It’s always interesting to see what people thought of technology when it first launched. Here is a New York Times take on the site back when it was still known as The Facebook:

LIKE many addictions, it begins innocently enough. A tentative experiment here, a repeat visit there. Before too long, only the strong survive.

“At the beginning of the year you had people checking every five minutes to see if they had any new friends,” said Isabel Wilkinson, a Princeton University freshman from New York City. “I like to think it’s subsided a little, but it’s still heinous in terms of procrastination or wasting time. Last night I couldn’t sleep, so I went on for a half-hour or 45 minutes.”

I joined Facebook in 2004, and it would remain exclusive and college-only for several years to come. It was incredibly addictive. The exclusivity didn’t hurt either, and it was a really different experience when it was just a bunch of college kids making friends and sharing stories.

In many ways, Facebook is even more addictive than ever. It’s a testament to the staying power of the site and the additional work that has gone into the site that people still find it addictive 10 years later. Ten years is a long time in Web years.

Yes, Facebook users are aging, but the site is growing up with us. Where we used to share drunken stories and try to check out people of the opposite sex, we now connect with family all over the country and stay in touch with our college friends.

It’s hard to describe what Facebook was like when it first started if you weren’t there, but it took off like nothing I’ve ever seen in my life. Most people don’t get Twitter at first. Everyone got Facebook the moment they saw it.

Within days of it coming to Lehigh, almost all of my friends were on it. Everyone just had to have it. It made my last two years of college a lot more memorable.

When Facebook first launched, it was a lot wilder. It was just college kids, and there was no way for outsiders to see what we were doing. You could also see what classes people were in and even where they were checking into Facebook from.

If you met someone at a party at night, you just had to check them out on Facebook when you got back to your dorm and friend them. When I look back at the messages we exchanged back in the early years, they really crack me up. Now everyone is scared of employers seeing what they do on Facebook, but before those issues cropped up, it was kind of like hanging out in a pub.

▶ **DATA SHOWN**:

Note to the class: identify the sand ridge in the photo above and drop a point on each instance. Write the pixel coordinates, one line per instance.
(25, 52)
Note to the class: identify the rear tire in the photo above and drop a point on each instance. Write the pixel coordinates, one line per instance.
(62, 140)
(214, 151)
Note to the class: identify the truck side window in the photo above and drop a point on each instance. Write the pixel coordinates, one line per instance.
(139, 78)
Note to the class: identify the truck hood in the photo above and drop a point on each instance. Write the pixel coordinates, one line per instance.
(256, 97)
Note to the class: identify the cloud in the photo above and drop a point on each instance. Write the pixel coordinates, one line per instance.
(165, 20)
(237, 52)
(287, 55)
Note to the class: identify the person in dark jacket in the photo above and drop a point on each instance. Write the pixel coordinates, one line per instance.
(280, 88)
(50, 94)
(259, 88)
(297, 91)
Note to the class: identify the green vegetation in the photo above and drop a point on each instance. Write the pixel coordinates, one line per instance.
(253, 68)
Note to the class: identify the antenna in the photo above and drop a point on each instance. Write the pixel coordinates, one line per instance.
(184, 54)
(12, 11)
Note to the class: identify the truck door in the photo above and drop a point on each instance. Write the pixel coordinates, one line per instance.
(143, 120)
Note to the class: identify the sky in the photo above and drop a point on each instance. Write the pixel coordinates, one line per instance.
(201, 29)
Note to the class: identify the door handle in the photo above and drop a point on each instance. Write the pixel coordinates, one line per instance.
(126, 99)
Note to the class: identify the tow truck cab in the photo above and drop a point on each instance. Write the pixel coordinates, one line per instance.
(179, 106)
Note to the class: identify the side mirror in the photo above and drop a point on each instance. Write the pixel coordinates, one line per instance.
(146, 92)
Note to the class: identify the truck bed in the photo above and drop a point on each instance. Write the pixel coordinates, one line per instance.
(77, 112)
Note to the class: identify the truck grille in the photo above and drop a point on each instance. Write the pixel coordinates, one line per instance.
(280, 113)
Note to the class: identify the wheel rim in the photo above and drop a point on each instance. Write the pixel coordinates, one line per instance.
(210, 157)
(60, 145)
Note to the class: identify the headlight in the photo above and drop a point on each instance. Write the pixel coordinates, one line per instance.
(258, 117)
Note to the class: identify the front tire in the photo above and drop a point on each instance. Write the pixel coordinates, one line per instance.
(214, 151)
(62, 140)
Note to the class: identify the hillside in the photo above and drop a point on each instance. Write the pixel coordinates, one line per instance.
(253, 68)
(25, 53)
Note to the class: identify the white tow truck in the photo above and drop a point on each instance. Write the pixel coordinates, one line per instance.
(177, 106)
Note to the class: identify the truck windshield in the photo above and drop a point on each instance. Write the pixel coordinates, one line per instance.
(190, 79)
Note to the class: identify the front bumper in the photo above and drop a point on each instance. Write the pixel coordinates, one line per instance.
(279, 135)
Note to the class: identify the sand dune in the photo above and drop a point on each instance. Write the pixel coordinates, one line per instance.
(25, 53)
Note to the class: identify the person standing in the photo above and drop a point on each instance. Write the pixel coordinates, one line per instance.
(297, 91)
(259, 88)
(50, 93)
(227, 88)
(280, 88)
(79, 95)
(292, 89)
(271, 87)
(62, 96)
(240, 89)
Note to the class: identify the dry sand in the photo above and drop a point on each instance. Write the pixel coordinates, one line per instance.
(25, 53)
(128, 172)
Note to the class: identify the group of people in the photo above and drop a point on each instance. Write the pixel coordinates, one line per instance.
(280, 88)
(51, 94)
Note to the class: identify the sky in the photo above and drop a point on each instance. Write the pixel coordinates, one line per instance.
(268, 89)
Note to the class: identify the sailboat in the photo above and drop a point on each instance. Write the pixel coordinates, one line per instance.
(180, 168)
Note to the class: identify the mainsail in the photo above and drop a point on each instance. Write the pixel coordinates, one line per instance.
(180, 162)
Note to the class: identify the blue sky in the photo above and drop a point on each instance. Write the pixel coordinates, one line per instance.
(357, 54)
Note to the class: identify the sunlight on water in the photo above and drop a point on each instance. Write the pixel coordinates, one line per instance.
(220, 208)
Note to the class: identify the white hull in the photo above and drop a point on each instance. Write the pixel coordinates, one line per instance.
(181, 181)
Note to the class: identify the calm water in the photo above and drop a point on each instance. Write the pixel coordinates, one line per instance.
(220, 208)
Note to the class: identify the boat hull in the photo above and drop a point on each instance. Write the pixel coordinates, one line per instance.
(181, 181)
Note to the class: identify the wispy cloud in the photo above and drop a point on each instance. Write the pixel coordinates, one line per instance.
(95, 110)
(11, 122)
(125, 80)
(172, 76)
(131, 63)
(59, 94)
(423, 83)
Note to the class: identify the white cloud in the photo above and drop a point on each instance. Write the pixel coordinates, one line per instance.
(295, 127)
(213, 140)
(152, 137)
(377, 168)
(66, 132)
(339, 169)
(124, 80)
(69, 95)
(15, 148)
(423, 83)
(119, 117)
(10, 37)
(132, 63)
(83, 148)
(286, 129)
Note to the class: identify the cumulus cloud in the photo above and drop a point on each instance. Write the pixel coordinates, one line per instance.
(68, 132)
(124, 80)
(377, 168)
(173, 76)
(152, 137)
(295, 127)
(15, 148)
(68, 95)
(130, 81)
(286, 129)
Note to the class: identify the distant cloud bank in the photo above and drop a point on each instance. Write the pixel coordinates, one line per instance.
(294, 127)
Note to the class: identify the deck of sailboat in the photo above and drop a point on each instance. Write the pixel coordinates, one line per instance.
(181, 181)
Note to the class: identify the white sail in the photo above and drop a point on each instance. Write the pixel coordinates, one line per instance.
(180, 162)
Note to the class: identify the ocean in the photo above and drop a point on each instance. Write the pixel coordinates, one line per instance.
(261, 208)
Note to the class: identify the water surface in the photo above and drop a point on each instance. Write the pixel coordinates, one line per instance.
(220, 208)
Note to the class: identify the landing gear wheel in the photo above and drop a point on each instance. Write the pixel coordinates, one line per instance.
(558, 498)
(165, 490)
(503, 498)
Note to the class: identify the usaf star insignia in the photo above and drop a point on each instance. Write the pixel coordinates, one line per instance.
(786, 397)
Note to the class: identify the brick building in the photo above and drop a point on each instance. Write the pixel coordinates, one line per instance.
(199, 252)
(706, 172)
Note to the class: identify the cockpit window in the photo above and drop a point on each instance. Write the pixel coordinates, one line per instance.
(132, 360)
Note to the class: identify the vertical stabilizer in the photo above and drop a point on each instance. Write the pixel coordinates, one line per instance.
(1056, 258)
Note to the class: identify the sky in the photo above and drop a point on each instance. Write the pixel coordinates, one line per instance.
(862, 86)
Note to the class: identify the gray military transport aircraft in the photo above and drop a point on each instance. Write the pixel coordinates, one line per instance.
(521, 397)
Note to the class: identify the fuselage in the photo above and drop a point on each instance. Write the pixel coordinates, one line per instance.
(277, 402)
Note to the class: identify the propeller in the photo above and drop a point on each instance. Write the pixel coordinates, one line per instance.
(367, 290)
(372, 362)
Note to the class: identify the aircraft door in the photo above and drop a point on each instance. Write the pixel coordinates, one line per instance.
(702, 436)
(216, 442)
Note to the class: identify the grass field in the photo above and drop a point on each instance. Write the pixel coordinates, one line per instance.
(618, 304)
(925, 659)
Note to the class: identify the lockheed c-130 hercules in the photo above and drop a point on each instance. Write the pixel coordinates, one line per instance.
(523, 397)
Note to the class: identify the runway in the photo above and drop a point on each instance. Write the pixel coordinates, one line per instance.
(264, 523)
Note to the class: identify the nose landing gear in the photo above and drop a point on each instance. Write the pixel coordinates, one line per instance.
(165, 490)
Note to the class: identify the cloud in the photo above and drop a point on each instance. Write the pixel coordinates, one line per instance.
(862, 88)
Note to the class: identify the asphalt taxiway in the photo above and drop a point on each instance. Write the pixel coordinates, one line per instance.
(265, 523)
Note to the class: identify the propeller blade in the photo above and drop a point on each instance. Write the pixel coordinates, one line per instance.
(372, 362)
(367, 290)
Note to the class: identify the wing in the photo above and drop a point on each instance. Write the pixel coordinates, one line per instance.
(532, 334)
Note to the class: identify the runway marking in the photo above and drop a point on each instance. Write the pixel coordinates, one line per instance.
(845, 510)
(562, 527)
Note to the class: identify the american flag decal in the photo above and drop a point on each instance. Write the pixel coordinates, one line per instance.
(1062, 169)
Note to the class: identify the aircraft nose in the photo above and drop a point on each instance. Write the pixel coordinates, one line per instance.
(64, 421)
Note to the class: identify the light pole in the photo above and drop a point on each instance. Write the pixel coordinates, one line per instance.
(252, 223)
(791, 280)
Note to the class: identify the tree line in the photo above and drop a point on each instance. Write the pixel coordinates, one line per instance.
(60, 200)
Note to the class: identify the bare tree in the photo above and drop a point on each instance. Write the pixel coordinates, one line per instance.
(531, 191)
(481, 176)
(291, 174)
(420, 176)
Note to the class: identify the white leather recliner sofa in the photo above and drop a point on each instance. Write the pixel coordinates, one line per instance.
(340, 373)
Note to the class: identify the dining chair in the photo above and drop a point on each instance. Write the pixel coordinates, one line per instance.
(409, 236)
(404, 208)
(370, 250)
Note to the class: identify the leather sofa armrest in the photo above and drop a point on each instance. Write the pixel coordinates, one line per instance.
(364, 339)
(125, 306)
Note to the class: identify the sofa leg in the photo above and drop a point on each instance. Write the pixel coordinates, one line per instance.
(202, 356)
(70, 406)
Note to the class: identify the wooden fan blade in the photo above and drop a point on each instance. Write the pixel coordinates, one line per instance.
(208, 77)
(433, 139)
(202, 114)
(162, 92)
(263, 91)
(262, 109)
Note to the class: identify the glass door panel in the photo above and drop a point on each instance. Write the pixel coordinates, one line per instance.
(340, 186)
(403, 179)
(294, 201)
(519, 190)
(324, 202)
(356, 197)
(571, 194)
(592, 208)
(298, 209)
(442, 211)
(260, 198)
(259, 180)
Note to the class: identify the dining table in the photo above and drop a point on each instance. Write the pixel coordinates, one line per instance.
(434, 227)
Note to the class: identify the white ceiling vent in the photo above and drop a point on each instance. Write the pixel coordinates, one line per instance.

▶ **DIRECTIONS**:
**1)** Reproduce the section of the passage about early Facebook from "Yes, Facebook users" up to and including "into Facebook from.", swapping "Twitter" for "MySpace".
**2)** According to the passage about early Facebook, in what year did the writer join the site?

▶ **ANSWERS FOR THE EXERCISE**:
**1)**
Yes, Facebook users are aging, but the site is growing up with us. Where we used to share drunken stories and try to check out people of the opposite sex, we now connect with family all over the country and stay in touch with our college friends.

It’s hard to describe what Facebook was like when it first started if you weren’t there, but it took off like nothing I’ve ever seen in my life. Most people don’t get MySpace at first. Everyone got Facebook the moment they saw it.

Within days of it coming to Lehigh, almost all of my friends were on it. Everyone just had to have it. It made my last two years of college a lot more memorable.

When Facebook first launched, it was a lot wilder. It was just college kids, and there was no way for outsiders to see what we were doing. You could also see what classes people were in and even where they were checking into Facebook from.

**2)** 2004